-- TEXT PROVIDED start --

Oh, and if you're wondering who this is, this is not my original LJ name. I changed it in October 2008. If you were on my friends list before then and don't know who this is, PM me and I shall enlighten you :-)

Thanks for visiting!

Family and Transitioning

Years ago, one of the reasons I didn't come out as trans to my mom was because I was afraid it would permanently rattle our relationship. I've written pages of posts on exactly that subject in this journal, in fact; we never had the perfect mother-child relationship, there was certainly friction, but ultimately, things really weren't that bad, in the grand scheme of things.

But now, having been out to mom as trans since October, and on the eve of completing my legal name & gender changes, things have played out exactly as I feared they would. Every conversation feels awkward and distant, and the 100 miles between where I grew up and where I currently live seems much further than it used to. And all the times I've seen her in person have been bittersweet at best, with one incident that was one of the most traumatic public experiences I've ever had as a trans woman.

She says she's trying to accept me, she says she's trying to understand. I believe her, for the most part. But her planned timeframe for being able to see the real me is measured in years, and in the meantime, every mention of my old name hurts. Every time the subject comes up, the message I get is basically "it'll take years for me to be able to love you again", and just thinking about it brings tears to my eyes.

I tried to tell her some of this, but she doesn't understand, and doesn't appear to be making much effort to understand. I talk about my name change, she acts like changing my name is a betrayal of some sort (though, the fact that I took her pre-marriage middle name as my own seemed to help her a bit). I try to describe how much it hurts that I have to hide who I am around grandma, but it doesn't even register; her response is "I just don't get that, I certainly wouldn't have trouble pretending to be someone else for an evening".

She's also gotten pretty adept at destroying what little self confidence I have in my appearance, completely unintentionally. Despite the fact that I pass and blend in ~80% of the time in my daily life (more frequently in the DC area where I live), she acts like seeing any femininity in me at all takes a leap of faith and 120% effort. To someone who struggles daily with self-image issues, hearing your own mother say "Eh, I guess I can kinda see you potentially being a woman, maybe" is devastating.

-- TEXT PROVIDED end --
-- DATA BLOCK start --

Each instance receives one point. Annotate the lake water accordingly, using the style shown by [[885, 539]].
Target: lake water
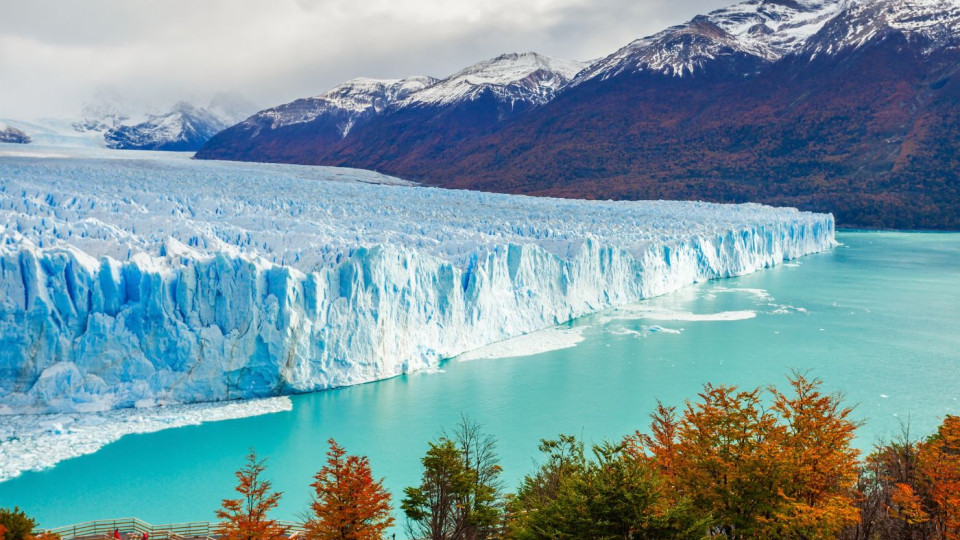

-- DATA BLOCK end --

### TASKS
**a.** List every figure written in digits in the post about family and transitioning.
**b.** Reproduce the part of the post about family and transitioning that begins at the words "Thanks for visiting!" and stops after "scheme of things.".
The material shown with the post comes from a different source.

### RESPONSES TO THE TASKS
**a.** 2008, 100, ~80%, 120%

**b.**
Thanks for visiting!

Family and Transitioning

Years ago, one of the reasons I didn't come out as trans to my mom was because I was afraid it would permanently rattle our relationship. I've written pages of posts on exactly that subject in this journal, in fact; we never had the perfect mother-child relationship, there was certainly friction, but ultimately, things really weren't that bad, in the grand scheme of things.